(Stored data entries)

-=-=-

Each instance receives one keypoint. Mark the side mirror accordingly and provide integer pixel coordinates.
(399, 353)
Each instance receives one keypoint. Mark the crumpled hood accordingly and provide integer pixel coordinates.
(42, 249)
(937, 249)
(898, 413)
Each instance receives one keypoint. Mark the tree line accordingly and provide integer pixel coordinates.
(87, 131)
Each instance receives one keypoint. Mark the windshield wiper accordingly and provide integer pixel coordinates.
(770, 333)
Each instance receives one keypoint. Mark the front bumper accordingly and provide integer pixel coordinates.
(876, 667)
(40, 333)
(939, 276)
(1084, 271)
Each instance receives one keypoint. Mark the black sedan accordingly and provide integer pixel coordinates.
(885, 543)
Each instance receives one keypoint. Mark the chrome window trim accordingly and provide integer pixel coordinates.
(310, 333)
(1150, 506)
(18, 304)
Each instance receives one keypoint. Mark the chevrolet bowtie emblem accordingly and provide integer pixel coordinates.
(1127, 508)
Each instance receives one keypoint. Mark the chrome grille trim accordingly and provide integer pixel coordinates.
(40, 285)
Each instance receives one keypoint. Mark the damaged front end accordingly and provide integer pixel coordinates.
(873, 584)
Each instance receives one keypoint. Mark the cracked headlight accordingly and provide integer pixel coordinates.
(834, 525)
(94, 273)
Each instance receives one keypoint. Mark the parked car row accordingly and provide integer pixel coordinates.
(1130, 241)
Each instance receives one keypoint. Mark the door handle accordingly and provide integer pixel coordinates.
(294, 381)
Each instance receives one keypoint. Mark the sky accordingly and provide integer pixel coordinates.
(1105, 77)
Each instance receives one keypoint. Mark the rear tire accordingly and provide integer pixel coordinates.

-=-=-

WHAT TO WORK ON: Repeat the line that contains "Each instance receives one keypoint. Mark the door", then every line after it until the records end, with nothing added.

EXERCISE OUTPUT:
Each instance receives one keypoint. Mark the door handle accordingly and provide integer pixel coordinates.
(294, 381)
Each instance receives one keypoint. Mark the sky accordingly and provide integer pixel coordinates.
(1105, 77)
Each instance receives one keypoint. Mark the rear tire accordingly and provide integer pixel coordinates.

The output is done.